[WORK TO COMPLETE]
Repeat word for word the lines from the one containing "Instruction: lattice window" to the end of the material below, and leave all pictures out.
= = = = =
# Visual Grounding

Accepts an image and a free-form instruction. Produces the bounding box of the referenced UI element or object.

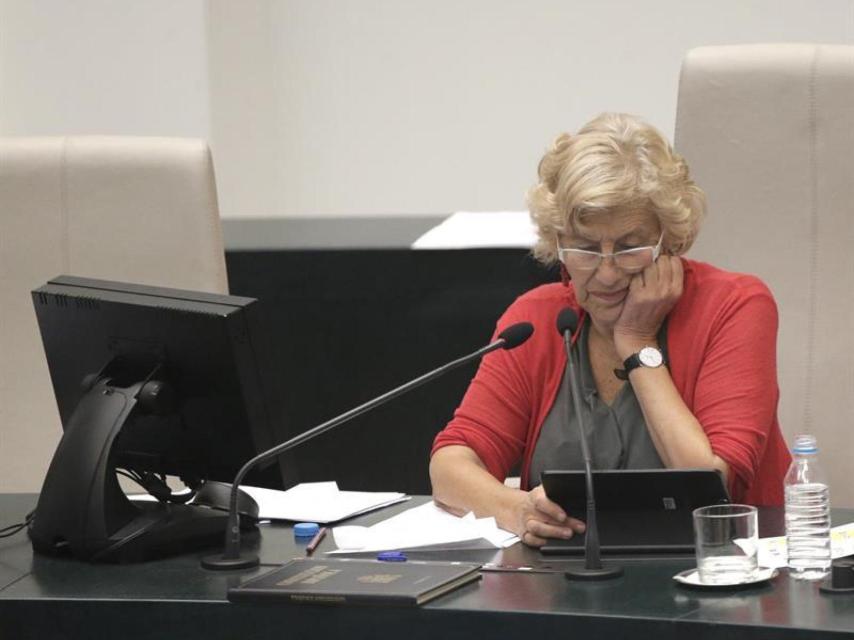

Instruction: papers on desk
[756,520,854,569]
[242,482,409,524]
[411,211,537,249]
[330,501,519,553]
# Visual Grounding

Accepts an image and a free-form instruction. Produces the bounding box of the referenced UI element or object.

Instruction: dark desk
[2,494,854,640]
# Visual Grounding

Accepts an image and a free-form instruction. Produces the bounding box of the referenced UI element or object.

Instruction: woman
[430,113,790,547]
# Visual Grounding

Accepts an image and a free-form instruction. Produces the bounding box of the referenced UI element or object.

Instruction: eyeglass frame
[555,232,664,272]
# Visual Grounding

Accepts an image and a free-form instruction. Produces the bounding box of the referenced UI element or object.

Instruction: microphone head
[556,307,579,336]
[497,322,534,350]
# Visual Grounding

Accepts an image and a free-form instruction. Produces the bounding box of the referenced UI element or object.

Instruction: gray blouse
[528,321,665,488]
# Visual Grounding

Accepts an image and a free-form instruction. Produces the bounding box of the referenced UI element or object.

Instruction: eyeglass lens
[563,247,655,271]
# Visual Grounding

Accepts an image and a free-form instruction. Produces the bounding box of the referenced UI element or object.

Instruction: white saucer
[673,567,778,589]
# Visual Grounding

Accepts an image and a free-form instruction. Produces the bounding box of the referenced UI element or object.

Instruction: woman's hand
[613,256,683,357]
[430,446,585,548]
[508,485,586,547]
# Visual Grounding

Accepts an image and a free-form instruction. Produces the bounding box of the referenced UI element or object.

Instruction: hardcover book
[228,558,481,606]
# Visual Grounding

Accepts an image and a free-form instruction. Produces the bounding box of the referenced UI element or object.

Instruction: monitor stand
[29,371,253,563]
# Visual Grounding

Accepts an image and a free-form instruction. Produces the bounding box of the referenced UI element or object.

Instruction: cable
[0,509,35,538]
[118,467,196,505]
[116,468,145,486]
[0,469,194,540]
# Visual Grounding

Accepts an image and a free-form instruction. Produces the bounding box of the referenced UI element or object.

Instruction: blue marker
[377,551,407,562]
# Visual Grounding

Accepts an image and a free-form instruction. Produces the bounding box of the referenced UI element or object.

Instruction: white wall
[0,1,210,137]
[2,0,853,219]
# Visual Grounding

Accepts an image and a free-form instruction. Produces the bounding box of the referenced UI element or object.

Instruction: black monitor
[29,275,292,562]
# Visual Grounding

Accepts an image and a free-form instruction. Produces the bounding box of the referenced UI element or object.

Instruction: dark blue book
[228,558,481,606]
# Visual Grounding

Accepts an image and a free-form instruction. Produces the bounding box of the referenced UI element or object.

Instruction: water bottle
[784,434,832,580]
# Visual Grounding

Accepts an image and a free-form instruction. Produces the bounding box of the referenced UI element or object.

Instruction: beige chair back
[0,136,228,491]
[675,44,854,506]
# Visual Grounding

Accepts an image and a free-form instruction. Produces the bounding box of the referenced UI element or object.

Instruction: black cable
[116,468,144,485]
[0,469,194,541]
[118,467,196,505]
[0,509,35,538]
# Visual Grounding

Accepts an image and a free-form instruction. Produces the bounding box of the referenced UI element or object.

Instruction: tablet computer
[539,469,729,556]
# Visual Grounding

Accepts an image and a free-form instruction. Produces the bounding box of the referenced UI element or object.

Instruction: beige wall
[1,2,853,497]
[1,1,852,219]
[0,1,211,137]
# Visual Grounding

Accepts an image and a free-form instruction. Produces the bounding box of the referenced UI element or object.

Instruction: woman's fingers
[524,518,576,544]
[517,486,588,547]
[522,516,587,547]
[522,531,551,547]
[671,254,684,293]
[565,516,587,533]
[529,486,568,522]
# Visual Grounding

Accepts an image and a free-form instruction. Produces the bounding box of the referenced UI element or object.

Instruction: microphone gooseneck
[555,308,623,581]
[201,322,535,570]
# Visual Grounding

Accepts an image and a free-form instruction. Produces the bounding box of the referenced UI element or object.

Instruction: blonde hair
[528,113,706,265]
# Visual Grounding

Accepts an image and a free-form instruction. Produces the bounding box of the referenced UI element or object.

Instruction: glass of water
[693,504,758,584]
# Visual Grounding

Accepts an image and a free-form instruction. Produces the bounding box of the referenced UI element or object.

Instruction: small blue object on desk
[377,551,407,562]
[294,522,320,538]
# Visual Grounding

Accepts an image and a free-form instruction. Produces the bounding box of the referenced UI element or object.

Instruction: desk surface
[2,494,854,640]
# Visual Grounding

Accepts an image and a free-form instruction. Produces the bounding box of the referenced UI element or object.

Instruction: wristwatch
[614,346,665,380]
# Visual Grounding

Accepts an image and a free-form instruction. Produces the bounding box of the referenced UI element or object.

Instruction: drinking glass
[693,504,758,584]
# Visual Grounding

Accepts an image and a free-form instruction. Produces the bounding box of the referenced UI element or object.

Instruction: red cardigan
[432,259,791,505]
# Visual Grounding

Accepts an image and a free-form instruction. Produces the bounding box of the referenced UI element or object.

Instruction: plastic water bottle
[784,434,832,580]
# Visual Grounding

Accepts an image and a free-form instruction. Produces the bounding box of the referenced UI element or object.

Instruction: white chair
[675,44,854,506]
[0,136,228,491]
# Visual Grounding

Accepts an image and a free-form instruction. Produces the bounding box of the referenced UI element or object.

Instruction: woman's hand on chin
[613,256,683,357]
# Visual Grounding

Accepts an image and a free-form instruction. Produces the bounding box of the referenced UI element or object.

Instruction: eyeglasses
[556,233,664,272]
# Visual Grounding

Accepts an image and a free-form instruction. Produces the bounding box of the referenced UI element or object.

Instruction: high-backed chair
[0,136,228,492]
[675,44,854,506]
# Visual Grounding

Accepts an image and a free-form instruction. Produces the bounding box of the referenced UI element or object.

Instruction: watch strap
[614,353,642,380]
[614,345,667,380]
[611,320,670,381]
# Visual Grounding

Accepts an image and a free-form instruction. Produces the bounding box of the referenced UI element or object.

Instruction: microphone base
[200,552,260,571]
[564,563,624,581]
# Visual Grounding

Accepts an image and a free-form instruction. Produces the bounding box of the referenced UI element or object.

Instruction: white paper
[241,482,409,524]
[329,500,519,553]
[411,211,537,249]
[756,520,854,569]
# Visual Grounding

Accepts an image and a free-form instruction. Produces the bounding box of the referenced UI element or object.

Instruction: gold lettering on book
[357,574,402,584]
[304,569,339,584]
[276,565,341,586]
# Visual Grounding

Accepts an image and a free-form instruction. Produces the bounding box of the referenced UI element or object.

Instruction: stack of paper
[242,482,409,524]
[330,501,519,553]
[755,520,854,568]
[411,211,537,249]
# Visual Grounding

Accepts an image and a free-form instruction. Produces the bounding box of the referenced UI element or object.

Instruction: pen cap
[294,522,320,538]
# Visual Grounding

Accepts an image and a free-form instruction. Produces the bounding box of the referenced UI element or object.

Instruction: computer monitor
[29,275,292,562]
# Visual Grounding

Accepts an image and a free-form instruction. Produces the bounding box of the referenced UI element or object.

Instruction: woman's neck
[588,320,621,363]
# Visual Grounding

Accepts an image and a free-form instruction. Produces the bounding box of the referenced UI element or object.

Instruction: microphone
[555,308,623,580]
[201,321,534,570]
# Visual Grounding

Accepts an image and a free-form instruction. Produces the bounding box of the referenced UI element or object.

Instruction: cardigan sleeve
[691,279,780,498]
[430,302,535,482]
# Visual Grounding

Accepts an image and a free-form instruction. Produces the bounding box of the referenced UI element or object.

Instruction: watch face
[638,347,664,368]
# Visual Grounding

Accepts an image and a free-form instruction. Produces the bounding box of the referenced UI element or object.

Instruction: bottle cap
[294,522,320,538]
[377,551,407,562]
[793,434,818,454]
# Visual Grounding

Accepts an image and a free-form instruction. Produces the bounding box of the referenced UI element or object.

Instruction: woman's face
[559,210,662,331]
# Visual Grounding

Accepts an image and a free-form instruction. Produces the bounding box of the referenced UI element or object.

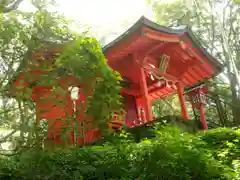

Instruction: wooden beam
[142,27,180,43]
[181,78,190,87]
[150,69,179,81]
[173,47,192,63]
[188,67,203,83]
[142,42,165,63]
[148,86,174,99]
[182,72,195,86]
[155,91,163,97]
[180,41,214,76]
[194,65,208,79]
[143,32,180,43]
[185,71,197,84]
[105,30,142,60]
[120,89,139,96]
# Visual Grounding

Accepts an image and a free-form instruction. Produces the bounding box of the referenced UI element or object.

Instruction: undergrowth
[0,126,239,180]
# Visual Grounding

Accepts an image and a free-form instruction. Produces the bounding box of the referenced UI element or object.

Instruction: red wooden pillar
[176,82,189,120]
[139,67,153,121]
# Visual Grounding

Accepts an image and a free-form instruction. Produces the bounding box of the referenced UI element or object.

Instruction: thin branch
[0,107,19,115]
[0,129,18,143]
[3,0,24,13]
[0,141,36,156]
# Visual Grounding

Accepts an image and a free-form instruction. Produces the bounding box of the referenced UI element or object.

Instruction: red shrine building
[10,16,223,146]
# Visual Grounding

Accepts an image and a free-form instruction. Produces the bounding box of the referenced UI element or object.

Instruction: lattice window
[191,93,207,105]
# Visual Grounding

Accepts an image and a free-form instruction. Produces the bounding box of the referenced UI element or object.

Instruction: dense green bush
[0,145,134,180]
[0,127,238,180]
[124,116,201,143]
[198,128,240,176]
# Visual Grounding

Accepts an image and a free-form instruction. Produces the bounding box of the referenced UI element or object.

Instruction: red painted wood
[176,82,189,120]
[108,54,141,84]
[180,37,215,76]
[139,66,153,121]
[142,42,165,63]
[142,27,180,43]
[181,78,190,87]
[123,94,138,126]
[152,95,158,101]
[188,87,208,129]
[182,73,194,86]
[160,89,173,98]
[188,68,203,83]
[105,30,142,60]
[155,91,162,97]
[185,72,197,85]
[120,89,138,96]
[194,65,209,79]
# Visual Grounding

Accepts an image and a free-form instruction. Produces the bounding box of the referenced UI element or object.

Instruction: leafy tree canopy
[0,0,123,153]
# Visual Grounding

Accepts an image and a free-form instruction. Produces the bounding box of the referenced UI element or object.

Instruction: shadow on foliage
[0,126,239,179]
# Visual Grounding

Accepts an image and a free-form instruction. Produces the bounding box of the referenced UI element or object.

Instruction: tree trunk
[228,72,240,125]
[214,94,228,126]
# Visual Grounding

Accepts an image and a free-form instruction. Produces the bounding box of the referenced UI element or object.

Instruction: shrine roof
[7,16,224,98]
[103,16,223,72]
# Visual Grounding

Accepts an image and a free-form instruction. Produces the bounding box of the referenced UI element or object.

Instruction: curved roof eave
[183,28,223,72]
[102,16,223,73]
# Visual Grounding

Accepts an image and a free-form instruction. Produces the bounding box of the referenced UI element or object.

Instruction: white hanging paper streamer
[69,86,80,113]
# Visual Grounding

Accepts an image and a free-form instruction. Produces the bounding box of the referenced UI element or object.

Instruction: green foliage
[133,127,233,180]
[233,0,240,4]
[152,95,182,118]
[0,0,123,150]
[0,0,77,150]
[124,116,201,143]
[198,128,240,172]
[0,127,238,180]
[56,37,123,132]
[149,0,191,26]
[0,144,133,179]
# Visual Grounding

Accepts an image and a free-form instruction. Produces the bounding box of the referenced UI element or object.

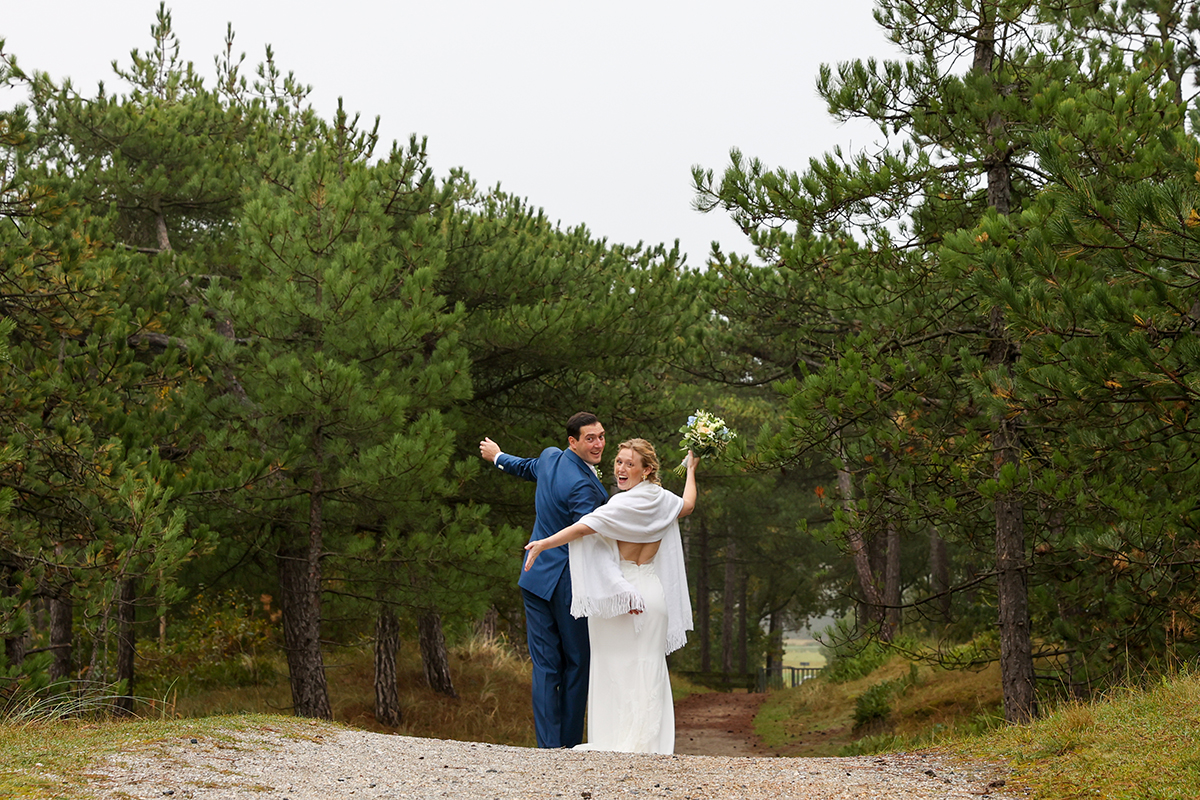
= = = = =
[RESPONSE FOR THIS EXERCISE]
Instruction: lattice window
[191,93,207,105]
# Visual Grounding

Accepts an image and a free-form instruction. Produces the bounding box of the referenced UI element or object.

Instruction: dense green bush
[0,145,134,180]
[0,127,238,180]
[124,116,201,143]
[198,128,240,176]
# Visual Grounding

Accepts an image and a free-form instruction. Produces the bounding box of the referenced UI element or object.

Instruction: red painted wood
[176,82,189,120]
[108,54,141,84]
[180,37,215,76]
[139,66,153,121]
[142,42,165,63]
[142,27,180,43]
[181,78,190,87]
[123,94,138,126]
[152,95,158,101]
[188,87,208,129]
[182,73,194,86]
[160,89,173,98]
[188,68,203,83]
[105,30,142,60]
[155,91,162,97]
[185,72,197,85]
[120,89,138,96]
[194,65,209,79]
# Visual Grounding

Accepts an image and a free-form instruction. Produces the bounding box of the referenced UI element or object.

Instruction: leafy tree canopy
[0,0,123,153]
# Visual Grounding

Accepts an image and a free-form instruction. Produces the bounding box of the referenced UI element or object.

Instruction: shadow on foliage
[0,126,239,179]
# Visual Grounding

Accepts an image and a free-form instruction. Produces the bounding box of the referenced UI element or object.

Instruction: tree trunk
[228,72,240,125]
[214,94,228,126]
# Visual Grounding

Accepts an image and a free-form instruction. Produces the bounding box of the referenced UI element or object.

Instruction: shrine roof
[7,16,224,98]
[103,16,223,72]
# Visual Grounding

Accepts an image and a free-form instruction. Produces the bounding box of the referenced UI element or object.

Instruction: curved roof eave
[183,28,223,72]
[102,16,223,73]
# Visual Grounding

Accepts an image and a free-form instruction. Produces the bounding box of the referenced UI element or object.

Instruction: white hanging paper streamer
[69,86,80,113]
# Visual Grounding

Accepts an image and a free-form instruction. Produces the bounding box of the referenced UI element or object.

Instruction: green foliage
[133,127,233,180]
[233,0,240,4]
[152,95,182,118]
[0,0,123,150]
[0,0,77,150]
[124,116,201,143]
[198,128,240,172]
[0,127,238,180]
[56,37,123,132]
[149,0,191,26]
[0,144,133,179]
# Visual Grounding

Accepts an image and a free-form instruction. Produces the bounding box of the referenced UI element or object.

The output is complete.